• **DATASET**
_ _ _

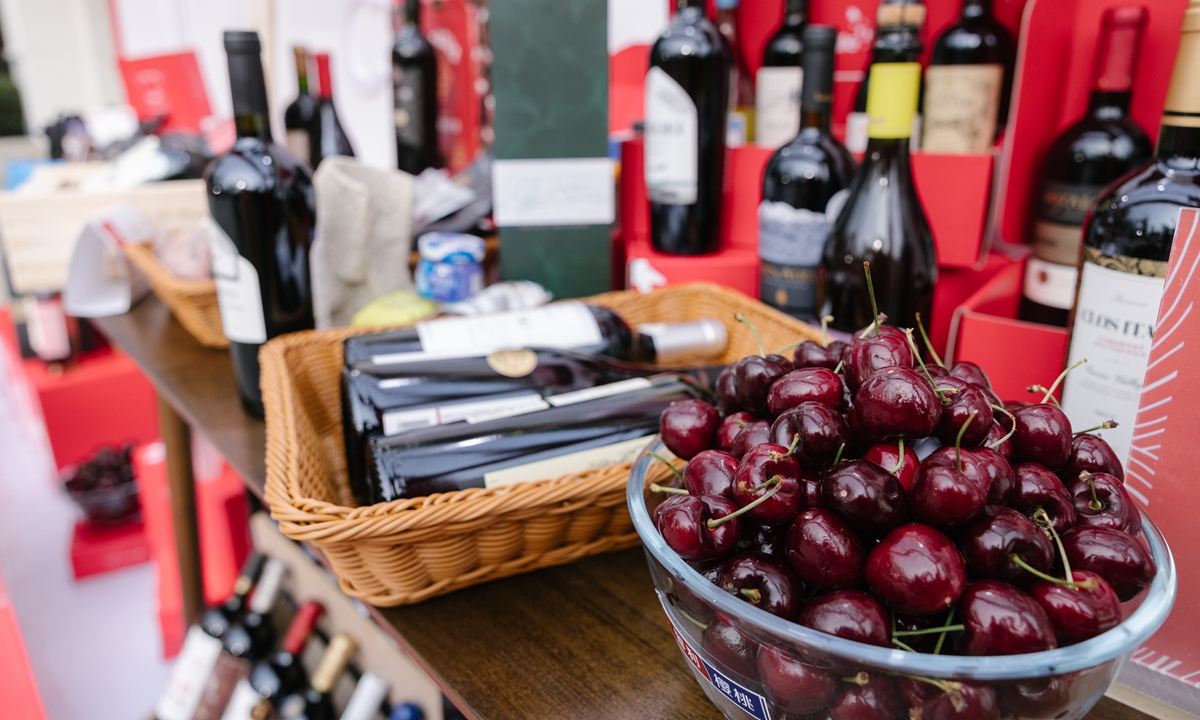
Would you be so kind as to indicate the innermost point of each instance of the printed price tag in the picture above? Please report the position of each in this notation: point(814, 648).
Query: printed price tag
point(748, 700)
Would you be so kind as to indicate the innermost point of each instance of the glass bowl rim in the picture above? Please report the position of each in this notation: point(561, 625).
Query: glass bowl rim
point(1123, 639)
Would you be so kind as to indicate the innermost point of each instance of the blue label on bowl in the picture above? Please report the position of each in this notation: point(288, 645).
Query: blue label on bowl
point(751, 702)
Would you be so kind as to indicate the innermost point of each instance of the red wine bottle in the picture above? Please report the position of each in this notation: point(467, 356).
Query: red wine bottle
point(414, 83)
point(687, 113)
point(328, 137)
point(300, 115)
point(585, 430)
point(263, 211)
point(1086, 157)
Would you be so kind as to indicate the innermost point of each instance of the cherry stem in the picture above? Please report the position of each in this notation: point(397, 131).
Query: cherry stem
point(941, 393)
point(757, 339)
point(929, 346)
point(666, 462)
point(870, 291)
point(1060, 378)
point(775, 483)
point(958, 441)
point(1105, 425)
point(1009, 433)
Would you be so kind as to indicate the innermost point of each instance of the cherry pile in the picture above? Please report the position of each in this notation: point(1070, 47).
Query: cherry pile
point(804, 496)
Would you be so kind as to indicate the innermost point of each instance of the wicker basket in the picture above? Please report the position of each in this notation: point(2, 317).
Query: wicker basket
point(193, 301)
point(409, 550)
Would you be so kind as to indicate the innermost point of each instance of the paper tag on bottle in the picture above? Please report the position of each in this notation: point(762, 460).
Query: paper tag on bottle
point(190, 677)
point(238, 292)
point(672, 144)
point(575, 462)
point(777, 106)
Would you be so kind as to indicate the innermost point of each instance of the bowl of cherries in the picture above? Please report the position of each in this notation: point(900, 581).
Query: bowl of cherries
point(861, 534)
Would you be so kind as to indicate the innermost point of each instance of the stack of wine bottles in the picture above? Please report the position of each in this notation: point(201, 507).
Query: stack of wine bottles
point(231, 666)
point(450, 405)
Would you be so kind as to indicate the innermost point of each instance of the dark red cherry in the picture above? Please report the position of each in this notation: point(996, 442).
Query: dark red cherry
point(957, 701)
point(1043, 436)
point(1000, 619)
point(756, 433)
point(887, 455)
point(732, 651)
point(795, 687)
point(711, 473)
point(727, 393)
point(865, 496)
point(753, 480)
point(967, 407)
point(1078, 613)
point(1038, 487)
point(852, 615)
point(689, 426)
point(991, 540)
point(808, 384)
point(1102, 501)
point(813, 354)
point(1092, 454)
point(864, 357)
point(821, 429)
point(1115, 556)
point(970, 372)
point(871, 696)
point(753, 377)
point(945, 498)
point(763, 582)
point(825, 551)
point(916, 570)
point(897, 402)
point(683, 523)
point(730, 427)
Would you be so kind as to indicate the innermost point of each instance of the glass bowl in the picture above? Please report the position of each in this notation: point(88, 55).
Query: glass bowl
point(721, 636)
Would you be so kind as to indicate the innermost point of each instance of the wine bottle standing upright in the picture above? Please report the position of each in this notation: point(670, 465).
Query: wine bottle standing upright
point(263, 219)
point(898, 24)
point(687, 111)
point(1127, 244)
point(739, 126)
point(328, 137)
point(300, 115)
point(882, 221)
point(780, 78)
point(969, 83)
point(414, 83)
point(1086, 157)
point(798, 189)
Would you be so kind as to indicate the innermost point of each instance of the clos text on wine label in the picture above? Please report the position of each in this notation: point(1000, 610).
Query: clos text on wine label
point(961, 102)
point(778, 106)
point(672, 143)
point(1114, 328)
point(238, 291)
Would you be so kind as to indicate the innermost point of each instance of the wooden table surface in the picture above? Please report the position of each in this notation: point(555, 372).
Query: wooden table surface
point(587, 640)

_ _ _

• **WORK TO COMPLETE**
Turn all of the material above into a numbered list with one line per item, skipping any blank lines. Leave the pictures out.

• **WORKED SOLUTION**
1. Would you be so kind as to indicate the innermost point of each instance of the printed price tag in the picture above? Please report the position of each in this notation: point(814, 648).
2. Query: printed price tag
3. point(748, 700)
4. Would you be so kind as to indicate the innermost point of each instance of the glass bowl rim in the picture above? Please report the position of each in this notation: point(561, 625).
5. Query: glass bowl rim
6. point(1123, 639)
7. Would you be so kind as to indicate the innermost point of each instance of the blue label on bowl in the picture above? Please report the position of each in this notation: point(288, 645).
8. Query: blue label on bowl
9. point(751, 702)
10. Would you be so kind as to indicate the innermost point of each instance of the red wine bottle in the picture above? Please report the position of each in this notation: point(467, 356).
11. Query: red wine bottle
12. point(414, 83)
13. point(687, 113)
14. point(328, 137)
15. point(300, 115)
16. point(585, 430)
17. point(263, 211)
18. point(1086, 157)
19. Would you be so kind as to indicate the innermost point of each instance of the cherry stem in the picture above? Please report the position of each in this notation: point(397, 131).
20. Query: cherry stem
21. point(941, 393)
22. point(757, 339)
23. point(929, 346)
24. point(666, 462)
25. point(870, 291)
26. point(1060, 378)
27. point(775, 483)
28. point(958, 441)
29. point(1105, 425)
30. point(1009, 433)
31. Would you be so kind as to indicate the innermost point of each instance of the cherry pile in the picture above? Please report the position of each in this notation: point(1070, 47).
32. Query: cherry pile
33. point(804, 496)
34. Would you be so kind as to indicate the innermost point of each instance of the wicker basket in the picture above? Please report the position of each in this notation: point(2, 317).
35. Query: wicker basket
36. point(193, 301)
37. point(409, 550)
38. Would you be so kind as to indicate the innermost point of each instance of the paper tag on bottle in the picture above? Please report the position of each in this notation: point(762, 460).
39. Query: paper tag on bottle
40. point(190, 677)
41. point(238, 292)
42. point(672, 144)
43. point(575, 462)
44. point(777, 106)
45. Would you be so kind as to indicate the innermost point of each instance of the bowl of cherries in the picture above? Please report the position of each in this notation: point(900, 581).
46. Query: bowl of cherries
47. point(861, 534)
48. Would you be so kind as to indicate the innermost point of each instance of the stack of wine bottles in the picture above? Please report the position of each in this notation: point(201, 507).
49. Query: stack of wine bottles
50. point(231, 666)
51. point(450, 405)
52. Would you be so kind as to indicate the innermost point of each instance of the dark red cherry in the picture above? Please report the position of each in this notation: point(996, 442).
53. Query: dark red cherry
54. point(957, 701)
55. point(1043, 436)
56. point(1000, 619)
57. point(756, 433)
58. point(887, 455)
59. point(732, 651)
60. point(795, 687)
61. point(711, 473)
62. point(727, 393)
63. point(865, 496)
64. point(753, 480)
65. point(967, 407)
66. point(1078, 613)
67. point(1038, 487)
68. point(852, 615)
69. point(689, 426)
70. point(991, 540)
71. point(808, 384)
72. point(1102, 501)
73. point(813, 354)
74. point(1092, 454)
75. point(864, 357)
76. point(821, 429)
77. point(1115, 556)
78. point(970, 372)
79. point(871, 696)
80. point(753, 377)
81. point(945, 498)
82. point(763, 582)
83. point(825, 551)
84. point(916, 570)
85. point(897, 402)
86. point(683, 523)
87. point(730, 427)
88. Would you be so kind as to indicate the innermost point of each instance of the glass bowl in the picture above? Please report the position of each in this notation: point(88, 55).
89. Query: glass bowl
90. point(721, 636)
91. Would you be so kind as to indicate the innermost point of each instance of the wine bottle standing upright in the picture above? Please report the position of each in this notation: point(670, 465).
92. Query: wine bottle standing upright
93. point(263, 219)
94. point(898, 24)
95. point(687, 111)
96. point(1127, 244)
97. point(739, 126)
98. point(328, 137)
99. point(300, 115)
100. point(882, 221)
101. point(780, 78)
102. point(969, 83)
103. point(414, 83)
104. point(1086, 157)
105. point(798, 189)
106. Would you be so kind as to indicate the innermost point of each instance of the clos text on wine label in the picture above? Please report the position of each in this notation: point(1000, 610).
107. Query: clos text on wine label
108. point(961, 102)
109. point(778, 106)
110. point(672, 143)
111. point(1114, 328)
112. point(238, 291)
113. Would you be so kind as to indicate the innermost point of each instance of the wooden table surface in the picture above? Please report the position of each in this notation: point(555, 372).
114. Query: wooden table surface
115. point(587, 640)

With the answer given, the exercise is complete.